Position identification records
***

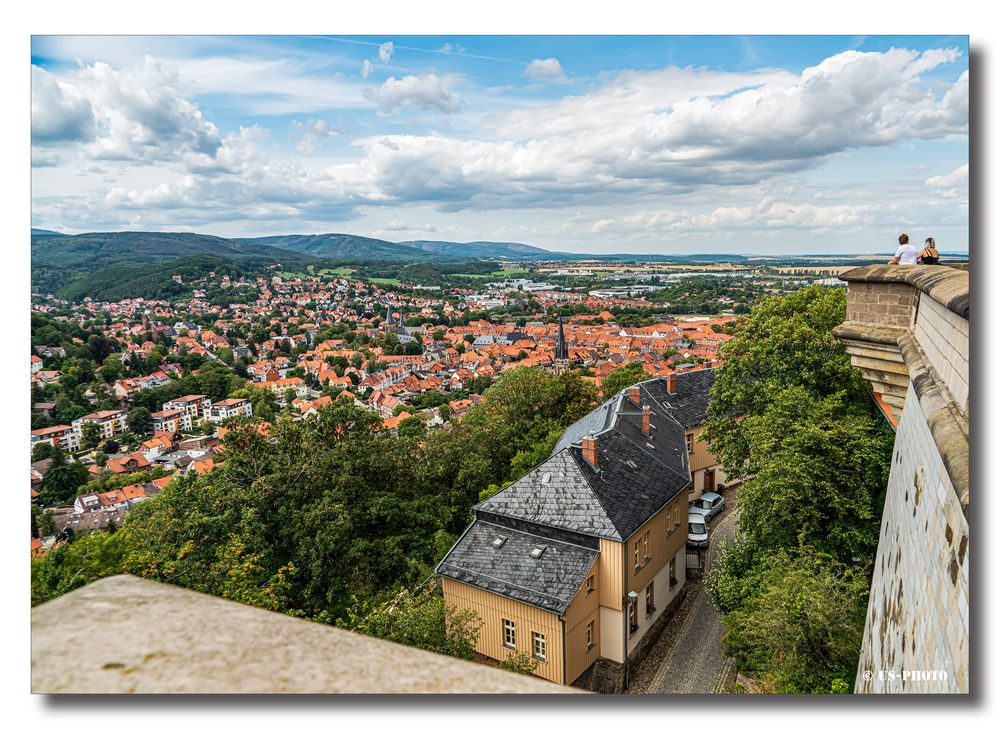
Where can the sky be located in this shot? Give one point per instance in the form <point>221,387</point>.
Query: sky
<point>589,144</point>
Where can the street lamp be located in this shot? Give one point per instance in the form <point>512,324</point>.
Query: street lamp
<point>632,597</point>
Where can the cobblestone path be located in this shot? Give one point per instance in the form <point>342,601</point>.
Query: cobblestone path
<point>688,657</point>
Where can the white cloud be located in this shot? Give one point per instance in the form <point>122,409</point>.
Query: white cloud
<point>136,114</point>
<point>41,157</point>
<point>312,132</point>
<point>431,92</point>
<point>689,146</point>
<point>947,186</point>
<point>60,112</point>
<point>957,176</point>
<point>545,69</point>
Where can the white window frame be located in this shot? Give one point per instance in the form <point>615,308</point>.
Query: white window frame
<point>509,628</point>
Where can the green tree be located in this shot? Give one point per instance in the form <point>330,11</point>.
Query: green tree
<point>90,435</point>
<point>263,401</point>
<point>420,619</point>
<point>139,420</point>
<point>61,480</point>
<point>70,566</point>
<point>800,629</point>
<point>41,451</point>
<point>786,342</point>
<point>519,662</point>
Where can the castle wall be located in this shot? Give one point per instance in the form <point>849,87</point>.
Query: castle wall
<point>918,611</point>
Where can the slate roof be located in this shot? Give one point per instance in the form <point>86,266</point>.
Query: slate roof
<point>631,484</point>
<point>549,582</point>
<point>564,499</point>
<point>596,421</point>
<point>689,404</point>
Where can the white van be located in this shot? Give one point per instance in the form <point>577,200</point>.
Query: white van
<point>697,531</point>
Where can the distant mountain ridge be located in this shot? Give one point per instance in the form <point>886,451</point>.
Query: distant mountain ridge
<point>488,249</point>
<point>59,260</point>
<point>345,247</point>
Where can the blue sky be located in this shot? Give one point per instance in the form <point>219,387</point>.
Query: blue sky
<point>594,144</point>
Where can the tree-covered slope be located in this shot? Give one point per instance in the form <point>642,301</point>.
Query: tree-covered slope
<point>59,260</point>
<point>341,246</point>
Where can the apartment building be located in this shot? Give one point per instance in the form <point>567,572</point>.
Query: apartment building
<point>196,406</point>
<point>58,436</point>
<point>171,421</point>
<point>231,408</point>
<point>583,558</point>
<point>111,422</point>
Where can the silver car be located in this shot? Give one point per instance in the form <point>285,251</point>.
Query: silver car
<point>707,505</point>
<point>697,531</point>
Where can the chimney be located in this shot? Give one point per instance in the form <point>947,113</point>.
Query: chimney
<point>590,449</point>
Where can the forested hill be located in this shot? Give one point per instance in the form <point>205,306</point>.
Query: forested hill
<point>488,249</point>
<point>60,260</point>
<point>346,247</point>
<point>155,280</point>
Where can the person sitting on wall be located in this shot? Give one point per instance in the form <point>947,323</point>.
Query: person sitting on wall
<point>929,255</point>
<point>906,255</point>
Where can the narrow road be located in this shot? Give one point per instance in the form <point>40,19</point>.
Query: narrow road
<point>688,658</point>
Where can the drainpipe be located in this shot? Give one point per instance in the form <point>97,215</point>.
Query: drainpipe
<point>625,611</point>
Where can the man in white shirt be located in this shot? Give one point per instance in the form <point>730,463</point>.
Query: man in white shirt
<point>906,255</point>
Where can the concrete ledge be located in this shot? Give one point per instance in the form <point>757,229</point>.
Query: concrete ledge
<point>127,635</point>
<point>948,427</point>
<point>947,286</point>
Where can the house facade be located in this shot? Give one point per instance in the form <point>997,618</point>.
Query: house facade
<point>230,408</point>
<point>194,405</point>
<point>583,559</point>
<point>111,423</point>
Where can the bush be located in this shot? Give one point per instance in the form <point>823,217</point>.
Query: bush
<point>520,663</point>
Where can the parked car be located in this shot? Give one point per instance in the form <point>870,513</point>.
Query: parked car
<point>697,531</point>
<point>707,505</point>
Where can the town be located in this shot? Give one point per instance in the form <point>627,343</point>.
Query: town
<point>115,385</point>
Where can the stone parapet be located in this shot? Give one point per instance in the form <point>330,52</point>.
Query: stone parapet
<point>907,331</point>
<point>170,640</point>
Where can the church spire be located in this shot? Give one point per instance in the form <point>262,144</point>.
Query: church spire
<point>562,351</point>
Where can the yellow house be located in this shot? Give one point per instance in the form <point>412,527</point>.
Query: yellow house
<point>582,560</point>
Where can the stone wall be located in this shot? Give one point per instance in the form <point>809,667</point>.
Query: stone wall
<point>918,611</point>
<point>907,331</point>
<point>171,640</point>
<point>944,338</point>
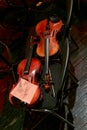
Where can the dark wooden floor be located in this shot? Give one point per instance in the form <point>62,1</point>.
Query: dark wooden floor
<point>12,118</point>
<point>79,60</point>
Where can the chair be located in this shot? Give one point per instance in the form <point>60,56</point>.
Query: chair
<point>60,72</point>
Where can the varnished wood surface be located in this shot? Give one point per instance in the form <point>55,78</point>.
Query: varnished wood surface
<point>12,118</point>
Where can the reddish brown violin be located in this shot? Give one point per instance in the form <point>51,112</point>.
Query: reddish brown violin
<point>27,90</point>
<point>54,29</point>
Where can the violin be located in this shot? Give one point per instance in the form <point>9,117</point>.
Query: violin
<point>54,29</point>
<point>27,90</point>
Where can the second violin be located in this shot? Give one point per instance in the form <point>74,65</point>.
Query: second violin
<point>41,30</point>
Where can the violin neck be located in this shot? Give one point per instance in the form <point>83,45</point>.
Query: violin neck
<point>29,57</point>
<point>47,42</point>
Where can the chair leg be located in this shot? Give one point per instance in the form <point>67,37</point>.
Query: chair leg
<point>76,45</point>
<point>54,114</point>
<point>73,78</point>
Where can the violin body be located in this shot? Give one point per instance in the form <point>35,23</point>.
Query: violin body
<point>35,68</point>
<point>54,29</point>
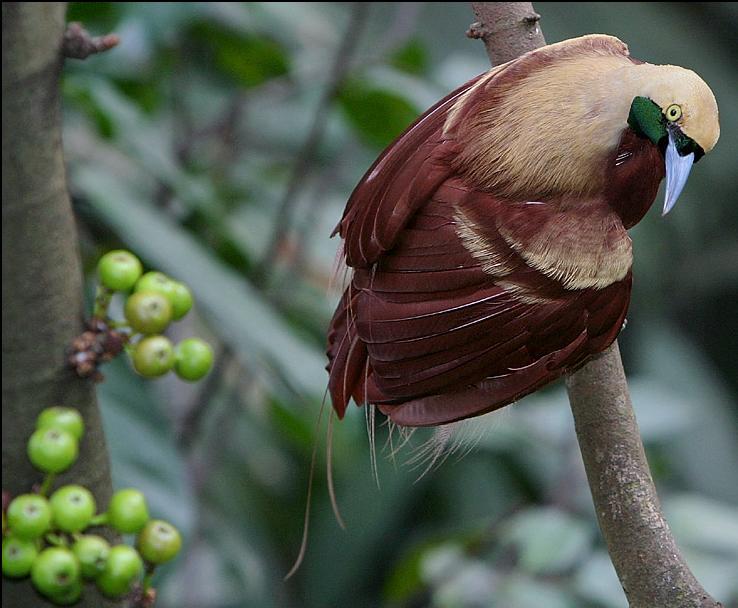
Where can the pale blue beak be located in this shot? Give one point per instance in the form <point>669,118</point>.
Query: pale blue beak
<point>677,172</point>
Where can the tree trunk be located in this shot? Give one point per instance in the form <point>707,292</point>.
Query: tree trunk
<point>42,305</point>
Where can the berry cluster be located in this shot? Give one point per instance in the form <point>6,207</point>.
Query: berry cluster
<point>153,301</point>
<point>44,537</point>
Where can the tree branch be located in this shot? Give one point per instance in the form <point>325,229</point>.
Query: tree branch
<point>42,278</point>
<point>650,567</point>
<point>307,154</point>
<point>79,44</point>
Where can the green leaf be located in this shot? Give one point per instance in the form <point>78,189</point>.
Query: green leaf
<point>238,312</point>
<point>378,115</point>
<point>250,59</point>
<point>548,541</point>
<point>411,58</point>
<point>100,17</point>
<point>704,524</point>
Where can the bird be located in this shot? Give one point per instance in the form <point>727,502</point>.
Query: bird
<point>488,244</point>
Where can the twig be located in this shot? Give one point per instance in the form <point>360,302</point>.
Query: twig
<point>79,44</point>
<point>192,420</point>
<point>307,154</point>
<point>649,565</point>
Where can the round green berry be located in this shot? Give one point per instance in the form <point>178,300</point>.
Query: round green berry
<point>119,270</point>
<point>123,567</point>
<point>148,312</point>
<point>52,450</point>
<point>177,293</point>
<point>55,573</point>
<point>193,359</point>
<point>29,516</point>
<point>157,282</point>
<point>72,508</point>
<point>128,512</point>
<point>153,356</point>
<point>65,418</point>
<point>92,552</point>
<point>181,300</point>
<point>159,541</point>
<point>18,556</point>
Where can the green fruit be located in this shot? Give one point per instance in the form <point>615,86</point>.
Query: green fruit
<point>52,450</point>
<point>153,356</point>
<point>29,516</point>
<point>92,552</point>
<point>18,556</point>
<point>193,359</point>
<point>181,300</point>
<point>119,270</point>
<point>148,312</point>
<point>159,542</point>
<point>177,293</point>
<point>123,568</point>
<point>56,574</point>
<point>157,282</point>
<point>72,508</point>
<point>65,418</point>
<point>127,511</point>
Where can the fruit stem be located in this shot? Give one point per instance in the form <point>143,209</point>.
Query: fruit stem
<point>100,519</point>
<point>56,539</point>
<point>148,577</point>
<point>47,483</point>
<point>103,295</point>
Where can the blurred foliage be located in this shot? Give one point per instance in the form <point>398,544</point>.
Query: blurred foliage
<point>181,143</point>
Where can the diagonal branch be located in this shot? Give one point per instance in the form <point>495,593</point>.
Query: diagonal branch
<point>650,567</point>
<point>308,152</point>
<point>78,43</point>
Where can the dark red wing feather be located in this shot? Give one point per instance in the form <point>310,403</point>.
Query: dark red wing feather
<point>425,332</point>
<point>400,180</point>
<point>441,340</point>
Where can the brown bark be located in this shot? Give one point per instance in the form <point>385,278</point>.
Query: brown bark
<point>42,278</point>
<point>650,567</point>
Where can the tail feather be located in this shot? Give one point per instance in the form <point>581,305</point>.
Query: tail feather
<point>347,356</point>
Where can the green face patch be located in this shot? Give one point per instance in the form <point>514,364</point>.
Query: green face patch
<point>647,120</point>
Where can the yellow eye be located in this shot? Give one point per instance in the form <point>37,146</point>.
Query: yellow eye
<point>673,112</point>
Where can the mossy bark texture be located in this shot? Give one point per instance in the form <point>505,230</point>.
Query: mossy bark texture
<point>42,307</point>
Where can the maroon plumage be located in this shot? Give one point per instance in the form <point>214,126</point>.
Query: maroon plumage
<point>427,329</point>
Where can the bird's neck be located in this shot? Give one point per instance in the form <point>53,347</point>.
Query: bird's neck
<point>632,178</point>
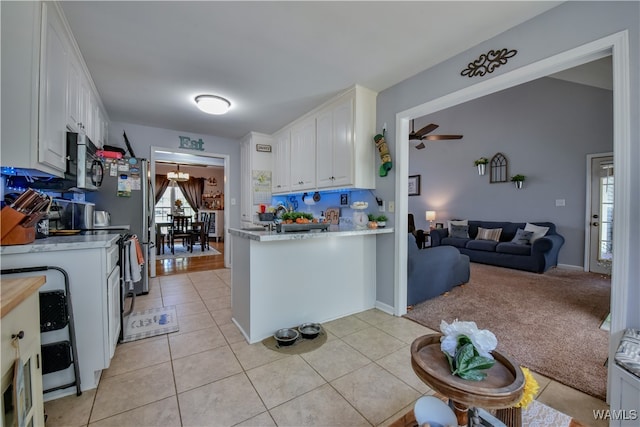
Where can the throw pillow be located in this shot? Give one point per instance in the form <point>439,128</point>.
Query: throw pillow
<point>460,231</point>
<point>456,222</point>
<point>522,237</point>
<point>489,234</point>
<point>538,231</point>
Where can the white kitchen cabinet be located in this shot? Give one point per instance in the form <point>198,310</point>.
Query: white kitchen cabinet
<point>54,60</point>
<point>23,319</point>
<point>345,151</point>
<point>95,295</point>
<point>253,162</point>
<point>303,150</point>
<point>46,84</point>
<point>281,161</point>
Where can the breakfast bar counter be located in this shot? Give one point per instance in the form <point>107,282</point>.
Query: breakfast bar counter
<point>281,280</point>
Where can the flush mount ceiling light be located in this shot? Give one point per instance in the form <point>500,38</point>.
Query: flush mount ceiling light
<point>212,104</point>
<point>177,176</point>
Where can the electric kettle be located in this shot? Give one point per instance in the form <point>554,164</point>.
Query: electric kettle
<point>102,219</point>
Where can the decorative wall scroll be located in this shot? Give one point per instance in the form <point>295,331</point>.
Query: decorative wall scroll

***

Set task:
Recast the records as a Markdown table with the columns Row and Line, starting at the line that contains "Where can the white window" and stopping after the line that contains "<point>509,628</point>". Put each line with its row number in its own row, and leave out blank lines.

Task result:
| Row | Line |
|---|---|
| 1 | Where can the white window frame be located in this shot? Give one point per instance in the form <point>615,308</point>. |
| 2 | Query: white window frame |
| 3 | <point>509,628</point> |